> Challenge:
Gather each row below that contains the string "tree", and copy those rows out in full.
— start The data —
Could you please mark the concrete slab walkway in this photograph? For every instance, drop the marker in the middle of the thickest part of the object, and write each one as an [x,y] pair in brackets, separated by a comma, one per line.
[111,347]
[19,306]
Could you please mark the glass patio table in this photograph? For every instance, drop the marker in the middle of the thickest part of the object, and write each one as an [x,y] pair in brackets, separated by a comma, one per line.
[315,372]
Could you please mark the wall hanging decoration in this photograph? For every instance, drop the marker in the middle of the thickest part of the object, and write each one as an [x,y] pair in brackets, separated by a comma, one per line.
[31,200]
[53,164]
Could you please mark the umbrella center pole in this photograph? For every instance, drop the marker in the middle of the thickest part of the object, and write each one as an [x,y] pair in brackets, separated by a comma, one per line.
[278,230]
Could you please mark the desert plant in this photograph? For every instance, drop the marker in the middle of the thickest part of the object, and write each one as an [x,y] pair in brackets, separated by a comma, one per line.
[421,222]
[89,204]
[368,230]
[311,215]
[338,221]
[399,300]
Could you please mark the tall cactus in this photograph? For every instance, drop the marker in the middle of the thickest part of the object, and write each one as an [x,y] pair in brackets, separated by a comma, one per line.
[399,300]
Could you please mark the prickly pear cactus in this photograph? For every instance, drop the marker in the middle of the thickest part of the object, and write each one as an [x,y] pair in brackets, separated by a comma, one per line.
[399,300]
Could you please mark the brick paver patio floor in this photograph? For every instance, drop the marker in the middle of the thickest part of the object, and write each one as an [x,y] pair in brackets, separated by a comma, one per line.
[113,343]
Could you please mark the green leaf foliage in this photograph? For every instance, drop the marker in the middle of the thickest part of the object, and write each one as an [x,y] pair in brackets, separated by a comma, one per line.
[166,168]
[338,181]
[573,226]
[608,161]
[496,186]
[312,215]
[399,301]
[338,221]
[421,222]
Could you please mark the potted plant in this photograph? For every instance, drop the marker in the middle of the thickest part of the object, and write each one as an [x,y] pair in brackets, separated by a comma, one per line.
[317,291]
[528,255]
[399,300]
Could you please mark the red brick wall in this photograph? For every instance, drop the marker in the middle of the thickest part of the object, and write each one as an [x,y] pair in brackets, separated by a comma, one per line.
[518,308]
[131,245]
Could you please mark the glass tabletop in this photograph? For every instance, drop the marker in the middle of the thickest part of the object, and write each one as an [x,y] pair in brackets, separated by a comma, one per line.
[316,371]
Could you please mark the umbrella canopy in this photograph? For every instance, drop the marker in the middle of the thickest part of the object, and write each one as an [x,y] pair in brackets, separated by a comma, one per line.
— end The data —
— start The data —
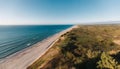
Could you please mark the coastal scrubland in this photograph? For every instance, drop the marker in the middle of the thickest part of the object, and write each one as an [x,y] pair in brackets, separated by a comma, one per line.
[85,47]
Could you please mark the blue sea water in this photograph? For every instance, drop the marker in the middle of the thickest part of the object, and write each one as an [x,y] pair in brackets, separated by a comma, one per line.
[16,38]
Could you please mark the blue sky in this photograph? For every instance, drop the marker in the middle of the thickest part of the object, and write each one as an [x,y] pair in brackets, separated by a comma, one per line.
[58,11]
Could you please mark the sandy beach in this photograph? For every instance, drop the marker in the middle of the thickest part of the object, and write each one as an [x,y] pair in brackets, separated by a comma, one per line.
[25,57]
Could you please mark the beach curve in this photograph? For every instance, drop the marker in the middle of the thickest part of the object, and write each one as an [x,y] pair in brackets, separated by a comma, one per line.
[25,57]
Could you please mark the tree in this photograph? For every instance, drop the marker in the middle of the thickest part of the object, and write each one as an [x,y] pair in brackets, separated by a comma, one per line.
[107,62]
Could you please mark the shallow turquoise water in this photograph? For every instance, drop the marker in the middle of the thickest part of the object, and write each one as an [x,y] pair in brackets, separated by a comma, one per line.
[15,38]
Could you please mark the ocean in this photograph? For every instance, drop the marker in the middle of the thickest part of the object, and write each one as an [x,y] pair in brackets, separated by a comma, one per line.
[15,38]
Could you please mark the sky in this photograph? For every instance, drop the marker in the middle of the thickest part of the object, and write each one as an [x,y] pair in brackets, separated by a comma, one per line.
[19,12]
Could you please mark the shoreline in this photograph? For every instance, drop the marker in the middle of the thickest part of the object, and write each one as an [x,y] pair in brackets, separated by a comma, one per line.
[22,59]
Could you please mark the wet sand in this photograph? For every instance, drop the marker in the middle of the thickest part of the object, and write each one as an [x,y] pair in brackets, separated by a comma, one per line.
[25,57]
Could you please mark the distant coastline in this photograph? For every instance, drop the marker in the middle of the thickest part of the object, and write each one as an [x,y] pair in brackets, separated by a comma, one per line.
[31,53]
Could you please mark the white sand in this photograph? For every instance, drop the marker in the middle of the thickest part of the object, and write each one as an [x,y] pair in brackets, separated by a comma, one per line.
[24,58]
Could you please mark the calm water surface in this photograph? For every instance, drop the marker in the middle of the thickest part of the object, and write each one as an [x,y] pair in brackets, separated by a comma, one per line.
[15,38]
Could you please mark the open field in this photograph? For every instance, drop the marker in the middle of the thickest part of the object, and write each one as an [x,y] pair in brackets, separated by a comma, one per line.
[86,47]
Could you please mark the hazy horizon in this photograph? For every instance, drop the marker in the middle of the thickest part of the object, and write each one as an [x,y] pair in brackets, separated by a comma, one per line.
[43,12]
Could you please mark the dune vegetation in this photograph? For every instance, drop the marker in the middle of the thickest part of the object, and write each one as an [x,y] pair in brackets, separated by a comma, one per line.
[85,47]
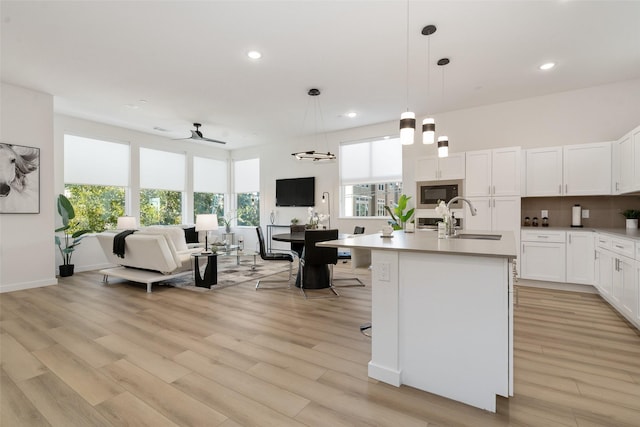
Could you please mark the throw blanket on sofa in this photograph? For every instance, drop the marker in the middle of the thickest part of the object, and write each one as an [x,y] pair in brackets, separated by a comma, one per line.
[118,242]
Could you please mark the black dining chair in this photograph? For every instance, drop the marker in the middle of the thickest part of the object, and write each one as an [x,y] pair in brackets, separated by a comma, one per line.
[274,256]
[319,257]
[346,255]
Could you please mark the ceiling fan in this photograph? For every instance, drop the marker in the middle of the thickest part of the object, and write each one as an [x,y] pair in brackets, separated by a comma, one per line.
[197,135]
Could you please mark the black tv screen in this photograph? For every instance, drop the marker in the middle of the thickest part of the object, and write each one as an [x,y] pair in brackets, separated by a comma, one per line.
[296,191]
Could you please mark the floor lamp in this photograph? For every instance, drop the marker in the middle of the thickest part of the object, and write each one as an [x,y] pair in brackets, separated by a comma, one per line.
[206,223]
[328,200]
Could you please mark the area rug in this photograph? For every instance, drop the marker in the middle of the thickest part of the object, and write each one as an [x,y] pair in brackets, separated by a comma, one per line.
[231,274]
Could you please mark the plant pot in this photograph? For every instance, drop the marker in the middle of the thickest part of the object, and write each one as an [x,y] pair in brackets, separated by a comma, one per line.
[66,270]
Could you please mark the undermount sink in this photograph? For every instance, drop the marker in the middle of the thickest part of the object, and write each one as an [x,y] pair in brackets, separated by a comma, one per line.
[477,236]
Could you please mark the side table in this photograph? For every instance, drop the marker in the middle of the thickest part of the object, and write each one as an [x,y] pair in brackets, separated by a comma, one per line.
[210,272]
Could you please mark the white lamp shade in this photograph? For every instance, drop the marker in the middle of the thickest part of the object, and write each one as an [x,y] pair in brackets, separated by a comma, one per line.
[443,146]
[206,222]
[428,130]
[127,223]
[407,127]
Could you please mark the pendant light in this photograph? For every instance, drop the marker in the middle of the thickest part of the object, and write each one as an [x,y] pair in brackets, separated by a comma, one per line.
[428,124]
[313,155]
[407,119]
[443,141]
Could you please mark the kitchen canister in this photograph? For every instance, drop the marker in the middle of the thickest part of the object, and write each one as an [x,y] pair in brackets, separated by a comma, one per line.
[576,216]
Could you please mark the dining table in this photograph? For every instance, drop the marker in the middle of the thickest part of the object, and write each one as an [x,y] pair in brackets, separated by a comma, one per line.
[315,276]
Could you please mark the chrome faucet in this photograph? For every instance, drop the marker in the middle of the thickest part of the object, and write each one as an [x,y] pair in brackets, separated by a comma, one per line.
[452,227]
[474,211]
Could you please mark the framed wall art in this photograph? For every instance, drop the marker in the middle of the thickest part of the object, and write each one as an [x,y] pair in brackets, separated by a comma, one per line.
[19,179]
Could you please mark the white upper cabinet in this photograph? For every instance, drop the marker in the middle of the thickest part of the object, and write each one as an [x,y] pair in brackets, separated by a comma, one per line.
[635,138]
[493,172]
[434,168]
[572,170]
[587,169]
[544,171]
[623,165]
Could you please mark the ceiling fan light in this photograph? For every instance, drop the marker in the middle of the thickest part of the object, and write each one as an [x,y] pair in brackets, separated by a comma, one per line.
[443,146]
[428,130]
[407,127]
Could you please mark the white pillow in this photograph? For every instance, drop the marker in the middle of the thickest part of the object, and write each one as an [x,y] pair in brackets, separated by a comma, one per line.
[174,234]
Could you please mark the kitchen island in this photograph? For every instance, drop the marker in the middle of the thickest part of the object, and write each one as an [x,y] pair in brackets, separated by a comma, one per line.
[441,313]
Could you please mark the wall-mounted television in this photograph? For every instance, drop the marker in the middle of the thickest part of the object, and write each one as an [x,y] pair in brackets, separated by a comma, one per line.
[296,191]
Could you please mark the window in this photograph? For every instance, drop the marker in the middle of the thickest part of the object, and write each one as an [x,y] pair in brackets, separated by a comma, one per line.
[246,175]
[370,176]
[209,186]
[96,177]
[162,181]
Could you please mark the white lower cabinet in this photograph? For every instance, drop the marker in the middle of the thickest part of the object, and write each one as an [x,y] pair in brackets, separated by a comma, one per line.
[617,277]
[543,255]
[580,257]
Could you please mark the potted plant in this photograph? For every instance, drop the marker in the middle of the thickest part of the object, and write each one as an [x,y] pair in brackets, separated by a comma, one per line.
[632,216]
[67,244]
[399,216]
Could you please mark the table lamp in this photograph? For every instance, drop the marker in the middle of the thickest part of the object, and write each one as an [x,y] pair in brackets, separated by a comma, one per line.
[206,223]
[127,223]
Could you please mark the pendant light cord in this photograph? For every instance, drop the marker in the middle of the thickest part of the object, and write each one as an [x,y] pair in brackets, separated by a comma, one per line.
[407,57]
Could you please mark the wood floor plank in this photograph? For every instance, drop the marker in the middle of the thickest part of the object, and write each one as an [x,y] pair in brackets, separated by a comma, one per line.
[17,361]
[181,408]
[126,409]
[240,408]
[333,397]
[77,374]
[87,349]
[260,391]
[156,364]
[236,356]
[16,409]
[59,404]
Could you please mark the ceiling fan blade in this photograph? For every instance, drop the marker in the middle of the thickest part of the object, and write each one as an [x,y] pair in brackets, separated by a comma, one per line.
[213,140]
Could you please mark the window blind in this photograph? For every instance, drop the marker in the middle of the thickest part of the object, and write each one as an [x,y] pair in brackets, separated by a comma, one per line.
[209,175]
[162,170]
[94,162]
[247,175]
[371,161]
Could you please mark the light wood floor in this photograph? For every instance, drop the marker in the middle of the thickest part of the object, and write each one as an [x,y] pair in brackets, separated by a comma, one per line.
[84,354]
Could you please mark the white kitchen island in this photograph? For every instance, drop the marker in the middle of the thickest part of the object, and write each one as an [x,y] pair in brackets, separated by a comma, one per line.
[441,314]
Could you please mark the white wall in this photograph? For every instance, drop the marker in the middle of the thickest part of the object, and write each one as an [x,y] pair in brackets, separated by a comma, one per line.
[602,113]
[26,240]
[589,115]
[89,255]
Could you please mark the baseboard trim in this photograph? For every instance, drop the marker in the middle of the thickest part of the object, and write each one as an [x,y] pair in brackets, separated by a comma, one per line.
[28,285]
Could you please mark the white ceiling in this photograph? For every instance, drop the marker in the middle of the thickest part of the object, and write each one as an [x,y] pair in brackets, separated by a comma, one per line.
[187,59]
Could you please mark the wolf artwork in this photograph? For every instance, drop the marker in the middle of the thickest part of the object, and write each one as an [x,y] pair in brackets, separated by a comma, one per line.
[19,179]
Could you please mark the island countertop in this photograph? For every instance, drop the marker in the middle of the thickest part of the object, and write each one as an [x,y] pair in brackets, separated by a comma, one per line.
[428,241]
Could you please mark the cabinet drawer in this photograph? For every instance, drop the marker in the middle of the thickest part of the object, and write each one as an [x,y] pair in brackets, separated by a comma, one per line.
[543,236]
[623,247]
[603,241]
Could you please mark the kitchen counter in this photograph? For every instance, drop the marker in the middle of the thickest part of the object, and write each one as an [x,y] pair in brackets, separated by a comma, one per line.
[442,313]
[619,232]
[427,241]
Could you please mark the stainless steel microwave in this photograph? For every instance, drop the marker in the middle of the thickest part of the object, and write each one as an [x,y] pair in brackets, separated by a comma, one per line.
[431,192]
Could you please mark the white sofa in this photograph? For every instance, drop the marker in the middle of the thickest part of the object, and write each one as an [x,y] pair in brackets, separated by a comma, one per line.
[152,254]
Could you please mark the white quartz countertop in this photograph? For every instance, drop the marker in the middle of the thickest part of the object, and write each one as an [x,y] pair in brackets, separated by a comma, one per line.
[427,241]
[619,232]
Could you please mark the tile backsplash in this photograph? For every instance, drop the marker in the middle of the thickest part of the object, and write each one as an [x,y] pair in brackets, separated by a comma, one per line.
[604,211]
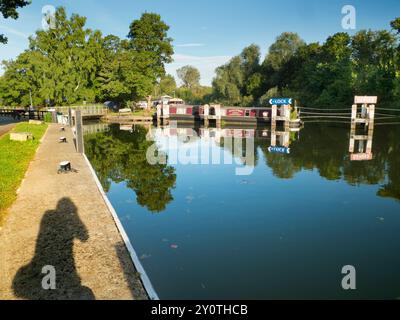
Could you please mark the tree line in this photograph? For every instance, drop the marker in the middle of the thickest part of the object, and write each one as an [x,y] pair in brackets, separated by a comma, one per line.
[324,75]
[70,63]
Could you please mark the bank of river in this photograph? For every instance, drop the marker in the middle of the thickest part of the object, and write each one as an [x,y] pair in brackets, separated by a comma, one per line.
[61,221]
— end The data —
> Task output:
Could you please mark the tree in this photograph? For every instance, drop the marker in the middle of the thickest part of the object, and write each one as an [x,y] pair in brackets, separated by a comma, one per line.
Could you please mark the tree line in this photograph? For every instance, drop the marker in the middle of the thickest part of the object, and write each one as an [x,y] pair in brackets, separated by a comma, one per line.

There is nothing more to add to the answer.